— Consigne 1 —
Répondez aux questions suivantes d'après la présentation de la séquence sur la poésie engagée.
(a) À quel niveau de classe s'adresse cette séquence ?
(b) Quelle chanson de Jean Ferrat fait partie des lectures analytiques ?
(c) Dans quel cours les élèves ont-ils travaillé à partir du film ?
— Consigne 2 —
Rédigez la suite de la présentation de la séquence sur la poésie engagée, à partir de sa dernière phrase.

— Extrait fourni —
******************************

Collège Val de la Sensée, Arleux

 Niveau : Collège, 3ème

 

Objet d’étude, thème du programme :

 Cette séquence répond à l’une des entrées du programme de 3ème : La poésie dans le monde et dans le siècle. Plus précisément, la séquence s’appuie sur un groupement de chansons à texte pour aborder la poésie engagée.

 

Objectifs généraux du projet :

 

Le parcours de lecture proposé doit permettre à l’élève, à l’issue du projet, d’être capable :

– d’analyser et d’apprécier des chansons qui appartiennent à la mémoire collective.

de prendre conscience qu’une chanson qui véhicule des valeurs humanistes peut créer un lien entre les générations.

 

lecture

 

Lectures analytiques (3 chansons) :. Chanson pour l’auvergnat de Georges Brassens.. Nuit et Brouillard de Jean Ferrat (Anthologie P. 223).. Comme toi de Jean-Jacques Goldman.- Lectures cursives :. « Paroles d’étoiles », Mémoire d’enfants cachés 1939-1945, sous la direction de Jean-Pierre Guéno, Librio n°549.. Extrait du Journal d’Anne Frank (Anthologie p. 138)- Lectures d’image :

– Photographie, prise après le lancement de la 27ème campagne hivernale pour l’organisation caritative fondée par Coluche, Les Restaurants du cœur (Anthologie p)

. Affiche du film Nuit et Brouillard.

 

culture humaniste / histoire des arts

– Présentation de la chanson Nuit et Brouillard à l’oral   d’Histoire des arts. Les élèves ont travaillé à partir du film en cours d’Histoire.

******************************

— Données fournies —
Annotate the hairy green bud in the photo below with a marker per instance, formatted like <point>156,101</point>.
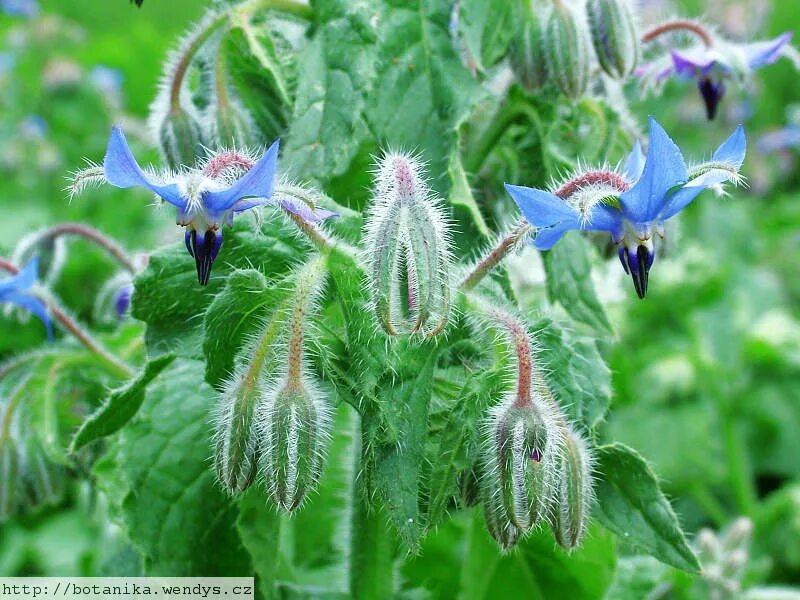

******************************

— Réponse attendue 1 —
(a) En 3ème, au collège.
(b) Nuit et Brouillard.
(c) En cours d'Histoire.

— Réponse attendue 2 —
Types d’écrits travaillés

Des écrits fonctionnels : écrits de synthèse après les lectures analytiques et écrits d’argumentation.- Un exercice d’imitation : rédaction d’une strophe.

 langue

Grammaire : les emplois du passé composé.- Orthographe : les accords du participe passé.

oral

 Entraînement à l’oral d’Histoire des arts.

 

Utilisation des TUIC :

Utilisation de la salle pupitre pour la mise en images de la strophe écrite par les élèves.

 

Plan synthétique de la séquence

 

Séance 1 : séance de lecture analytique

 Lecture analytique de Chanson pour l’auvergnat de Georges Brassens.

Objectifs de la séance :

  • Exprimer ses premières impressions.
  • Comprendre le texte.
  • S’interroger sur l’expression « Chanson engagée ».

Démarche :

         Les élèves écoutent la chanson (sans le texte). On recueille ensuite leurs impressions, on les encourage à exprimer tout ce qui leur vient à l’esprit (sentiments, pensées, images). Il est important que chacun d’eux puissent apprécier la chanson (musique, voix, paroles…) avant d’en saisir le sens. Cette première séance doit en effet capter l’intérêt des élèves et si possible susciter du plaisir.

            On leur fait écouter encore une fois la chanson et on leur demande   d’approfondir leurs impressions et de dire ce qu’ils ont compris pour faire émerger le sens du texte.

Dans un deuxième temps on peut donner des renseignements biographiques concernant Georges Brassens (on peut prévoir une recherche à la maison). Ils vont apprendre que Georges Brassens est parti en Allemagne dans le cadre du Service du travail obligatoire (STO). Il revient en France lors d’une permission mais il ne retourne pas en Allemagne. Il sera alors « recueilli » par Jeanne et Marcel qui habitent dans le XIVème arrondissement de Paris. « L’hôtesse » du texte pourrait désigner Jeanne, « l’auvergnat » serait Marcel. On prétend qu’en 1939 le père de G. Brassens serait allé récupérer son fils à la gendarmerie parce qu’il aurait commis un larcin et son père ne l’aurait pas renié… « L’étranger » serait-il son père ? Ces rapprochements supposés entre les épisodes de la vie de Brassens et les personnages du texte ne permettent pas de rendre compte du sens global du texte ni de comprendre les raisons du succès de cette chanson.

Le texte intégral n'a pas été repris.